WHAT YOU NEED TO DO: Please retype the material below without changing anything.

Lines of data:
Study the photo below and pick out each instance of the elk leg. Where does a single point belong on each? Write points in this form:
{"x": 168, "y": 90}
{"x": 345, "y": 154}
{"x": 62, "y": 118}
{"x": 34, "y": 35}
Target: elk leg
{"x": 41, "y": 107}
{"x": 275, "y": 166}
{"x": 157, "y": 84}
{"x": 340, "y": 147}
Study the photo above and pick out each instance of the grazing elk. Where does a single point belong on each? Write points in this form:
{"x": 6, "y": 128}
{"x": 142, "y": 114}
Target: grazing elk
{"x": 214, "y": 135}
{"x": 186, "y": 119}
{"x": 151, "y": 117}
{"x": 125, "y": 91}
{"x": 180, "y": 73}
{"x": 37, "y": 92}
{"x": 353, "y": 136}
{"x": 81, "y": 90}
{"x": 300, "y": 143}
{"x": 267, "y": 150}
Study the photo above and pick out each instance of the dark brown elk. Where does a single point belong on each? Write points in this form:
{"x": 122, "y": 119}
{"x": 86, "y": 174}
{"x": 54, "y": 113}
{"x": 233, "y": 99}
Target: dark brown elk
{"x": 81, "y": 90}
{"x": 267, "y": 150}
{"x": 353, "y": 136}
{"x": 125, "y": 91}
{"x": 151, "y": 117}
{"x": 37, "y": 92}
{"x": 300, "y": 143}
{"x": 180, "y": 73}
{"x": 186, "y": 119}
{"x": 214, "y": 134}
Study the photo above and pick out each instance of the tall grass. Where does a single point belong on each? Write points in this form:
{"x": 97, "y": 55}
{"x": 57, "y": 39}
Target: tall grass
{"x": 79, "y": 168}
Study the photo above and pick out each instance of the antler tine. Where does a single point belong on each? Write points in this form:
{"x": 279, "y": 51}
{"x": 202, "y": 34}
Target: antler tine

RIGHT ANSWER:
Study the photo below and pick out each instance of the elk leg. Where does a single point belong on each? Write points in this form:
{"x": 168, "y": 90}
{"x": 345, "y": 154}
{"x": 62, "y": 118}
{"x": 34, "y": 35}
Target: elk leg
{"x": 41, "y": 107}
{"x": 275, "y": 166}
{"x": 157, "y": 84}
{"x": 340, "y": 147}
Study the photo above and pick out each instance of the grazing elk. Where does a single point belong on each? Write points in this form:
{"x": 6, "y": 128}
{"x": 142, "y": 114}
Target: grazing elk
{"x": 214, "y": 135}
{"x": 186, "y": 119}
{"x": 151, "y": 117}
{"x": 125, "y": 91}
{"x": 180, "y": 73}
{"x": 37, "y": 92}
{"x": 353, "y": 136}
{"x": 81, "y": 90}
{"x": 300, "y": 143}
{"x": 267, "y": 150}
Study the photo above and pick out each instance of the dark brown elk. Where does a single point belong on each? Write points in this form:
{"x": 122, "y": 119}
{"x": 86, "y": 174}
{"x": 54, "y": 113}
{"x": 233, "y": 99}
Target: dark brown elk
{"x": 81, "y": 90}
{"x": 267, "y": 150}
{"x": 353, "y": 136}
{"x": 125, "y": 91}
{"x": 151, "y": 117}
{"x": 37, "y": 92}
{"x": 300, "y": 143}
{"x": 180, "y": 73}
{"x": 186, "y": 119}
{"x": 214, "y": 134}
Study the photo above and pick out each instance of the tall grass. Where does a single point belong on each? Write points in this form:
{"x": 97, "y": 55}
{"x": 57, "y": 39}
Target: tall grass
{"x": 79, "y": 168}
Study the photo above and pick out each instance of the antler tine. Where does a single point belong on each? Write points in this form:
{"x": 279, "y": 51}
{"x": 202, "y": 34}
Target: antler tine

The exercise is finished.